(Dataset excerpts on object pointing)
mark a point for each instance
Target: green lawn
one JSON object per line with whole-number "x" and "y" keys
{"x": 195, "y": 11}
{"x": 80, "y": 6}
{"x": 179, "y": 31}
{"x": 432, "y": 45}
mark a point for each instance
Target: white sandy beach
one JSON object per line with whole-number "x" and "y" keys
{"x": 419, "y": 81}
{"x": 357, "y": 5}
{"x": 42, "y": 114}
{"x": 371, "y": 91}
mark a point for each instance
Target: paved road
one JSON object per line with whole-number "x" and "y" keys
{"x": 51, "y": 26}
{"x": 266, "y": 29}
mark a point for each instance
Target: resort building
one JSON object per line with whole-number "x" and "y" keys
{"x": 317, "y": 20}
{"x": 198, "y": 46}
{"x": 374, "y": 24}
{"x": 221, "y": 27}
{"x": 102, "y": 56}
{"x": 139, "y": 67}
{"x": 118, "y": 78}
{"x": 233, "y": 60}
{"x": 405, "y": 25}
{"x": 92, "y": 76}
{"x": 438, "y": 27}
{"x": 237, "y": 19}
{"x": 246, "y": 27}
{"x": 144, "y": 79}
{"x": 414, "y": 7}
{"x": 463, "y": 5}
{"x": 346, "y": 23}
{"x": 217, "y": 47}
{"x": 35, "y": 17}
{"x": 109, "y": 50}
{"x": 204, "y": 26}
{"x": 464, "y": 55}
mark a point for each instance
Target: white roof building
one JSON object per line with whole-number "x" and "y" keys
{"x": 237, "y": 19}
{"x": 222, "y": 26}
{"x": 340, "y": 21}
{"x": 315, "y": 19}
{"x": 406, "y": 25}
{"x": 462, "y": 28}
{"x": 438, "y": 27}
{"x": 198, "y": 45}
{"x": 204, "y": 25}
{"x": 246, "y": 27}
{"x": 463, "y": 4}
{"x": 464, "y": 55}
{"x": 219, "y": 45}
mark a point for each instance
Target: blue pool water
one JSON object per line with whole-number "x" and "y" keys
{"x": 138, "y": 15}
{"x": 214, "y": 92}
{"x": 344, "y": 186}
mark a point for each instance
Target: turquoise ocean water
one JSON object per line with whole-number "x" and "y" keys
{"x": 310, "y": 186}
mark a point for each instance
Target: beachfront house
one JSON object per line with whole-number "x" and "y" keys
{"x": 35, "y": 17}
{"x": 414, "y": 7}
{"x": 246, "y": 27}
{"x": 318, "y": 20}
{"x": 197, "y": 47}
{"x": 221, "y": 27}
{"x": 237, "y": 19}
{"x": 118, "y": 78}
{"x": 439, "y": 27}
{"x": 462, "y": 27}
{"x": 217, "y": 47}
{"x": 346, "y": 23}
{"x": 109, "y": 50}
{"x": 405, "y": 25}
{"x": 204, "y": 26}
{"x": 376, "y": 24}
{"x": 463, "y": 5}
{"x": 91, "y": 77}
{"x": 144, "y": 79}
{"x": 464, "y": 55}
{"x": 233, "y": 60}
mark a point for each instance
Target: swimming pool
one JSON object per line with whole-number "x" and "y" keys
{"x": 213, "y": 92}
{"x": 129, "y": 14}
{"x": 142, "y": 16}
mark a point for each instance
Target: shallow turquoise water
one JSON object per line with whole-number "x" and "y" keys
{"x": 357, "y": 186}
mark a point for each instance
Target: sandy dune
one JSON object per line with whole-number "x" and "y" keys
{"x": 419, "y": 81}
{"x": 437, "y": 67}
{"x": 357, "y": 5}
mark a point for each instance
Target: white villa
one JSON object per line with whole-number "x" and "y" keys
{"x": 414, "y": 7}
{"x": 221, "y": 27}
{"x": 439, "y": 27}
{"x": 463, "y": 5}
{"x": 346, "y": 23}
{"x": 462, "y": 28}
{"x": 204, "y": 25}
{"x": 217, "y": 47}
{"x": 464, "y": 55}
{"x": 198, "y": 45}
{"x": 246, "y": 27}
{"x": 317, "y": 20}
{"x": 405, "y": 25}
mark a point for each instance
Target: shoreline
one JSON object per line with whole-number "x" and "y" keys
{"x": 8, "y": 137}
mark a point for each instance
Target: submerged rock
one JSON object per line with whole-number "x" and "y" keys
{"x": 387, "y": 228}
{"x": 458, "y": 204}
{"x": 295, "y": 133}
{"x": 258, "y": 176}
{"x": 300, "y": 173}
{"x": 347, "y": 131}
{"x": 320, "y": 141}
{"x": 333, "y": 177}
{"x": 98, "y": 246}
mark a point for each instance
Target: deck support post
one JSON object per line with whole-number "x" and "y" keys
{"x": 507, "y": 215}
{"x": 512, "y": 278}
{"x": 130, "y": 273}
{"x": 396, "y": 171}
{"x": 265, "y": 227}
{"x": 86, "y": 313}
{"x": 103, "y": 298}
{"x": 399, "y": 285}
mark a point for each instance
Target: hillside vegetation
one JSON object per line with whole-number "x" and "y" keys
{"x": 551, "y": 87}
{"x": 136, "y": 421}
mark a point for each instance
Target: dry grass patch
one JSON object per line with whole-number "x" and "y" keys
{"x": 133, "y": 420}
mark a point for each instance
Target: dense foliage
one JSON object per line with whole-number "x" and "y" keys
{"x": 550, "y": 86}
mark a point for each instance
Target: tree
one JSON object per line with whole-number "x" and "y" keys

INSTRUCTIONS FOR THE TASK — Report every line in the records above that contains the word "sandy", copying each one in full.

RESULT OF THIS TASK —
Target: white sandy beach
Target: sandy dune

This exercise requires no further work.